3. Scrape **Market Events Calendar** (url : https://finance.yahoo.com/calendar) :<br> 
    This page is showing **date-wise market events**, user have option to select the date and choose any one of the following market event **Earnings**, **Stock Splits**, **Economic Events** & **IPO**. Our aim is to create script which can be run for any single date and market event which grabs the data and load it in `CSV` format. If there is no data found then just create file with column headers.<br>
    



**Prerequisites**
* Knowledge of Python
* Basic knowledge of HTML although it is not necessary


**How to run the Code**<br>
You can execute the code using "Run" button on the top of this page and selecting **"Run on Colab"** or **"Run Locally"** 
<br>
<br>
**Setup and Tools**<br>
<u>Run on Colab :</u> 
    You will need to provide the Google login to run this notebook on Colab.<br>
<u>Run Locally :</u> Download and install [Anaconda](https://www.anaconda.com/) framework, We will be using Jupyter Notebook for writing the & executing code



**Code Re-usability & Version control**

You can make changes and save your version of the notebook to [Jovian](https://jovian.ai/) by executing following cells.

In [None]:
!pip install jovian --upgrade --quiet

In [None]:
import jovian

In [None]:
# Execute this to save new versions of the notebook
jovian.commit(project="yahoo-finance-web-scraper")

## <u>1. Scrape Stock Market News</u>

In this section we will learn basic Python web scraping technique using `requests`, `BeautifulSoup` and `HTML tags`. The objective here is to perform web scraping of [Yahoo! finance Stock Market News](https://finance.yahoo.com/topic/stock-market-news/)

![](https://i.imgur.com/1I0Btau.jpg)

*INFORMATION*:
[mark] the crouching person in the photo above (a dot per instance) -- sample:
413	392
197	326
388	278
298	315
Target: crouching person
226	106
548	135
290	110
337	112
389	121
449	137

*TASKS*:
1) Answer these questions from the Yahoo Finance scraping text:
(a) Which four market events can a user choose on the Market Events Calendar page?
(b) What should the script do if it finds no data?
(c) What project name is passed to `jovian.commit`?
2) Carry on the Yahoo Finance scraping text, starting after its last line.

*ANSWERS*:
1)
(a) Earnings, Stock Splits, Economic Events and IPO.
(b) It should create a file with only the column headers.
(c) "yahoo-finance-web-scraper"

2)
Lets kick start with the first objective. Here's an outline of the steps we'll follow<br>
**1.1 Download & Parse webpage using `requests` and `BeautifulSoup`**<br>
**1.2 Exploring and locating Elements**<br>
**1.3 Extract & Compile the information into python list**<br>
**1.4 Save the extracted information to a CSV file**<br>


### 1.1 Download & Parse webpage using requests and BeautifulSoup

First step is to install [`requests`](https://docs.python-requests.org/en/latest/) & [`beautifulsoup4`](https://www.crummy.com/software/BeautifulSoup/bs4/doc/) Libraries using `pip`.

In [None]:
!pip install requests --upgrade --quiet
!pip install beautifulsoup4 --upgrade --quiet

In [None]:
import requests
from bs4 import BeautifulSoup

The library is now installed and imported.<br>

To download the page, we can use `requests.get`, which returns a response object. the HTML information of web page is captured in `response.text`.<br>
`response.ok` & [`response.status_code`](https://developer.mozilla.org/en-US/docs/Web/HTTP/Status) can be used for error trapping &  tracking.<br> 
Finally we can use `BeautifulSoup` to parse the HTML data, this will return `bs4.BeautifulSoup` object  

Lets create a function to perform this step 

In [None]:
def get_page(url):
    """Download a webpage and return a beautiful soup doc"""
    response = requests.get(url)
    if not response.ok:
        print('Status code:', response.status_code)
        raise Exception('Failed to load page {}'.format(url))
    doc = BeautifulSoup(response.text, 'html.parser')
    return doc

calling function `get_page` and analyze the output.

In [None]:
my_url = 'https://finance.yahoo.com/topic/stock-market-news/' 
doc = get_page(my_url)

In [None]:
print('Type of doc: ',type(doc))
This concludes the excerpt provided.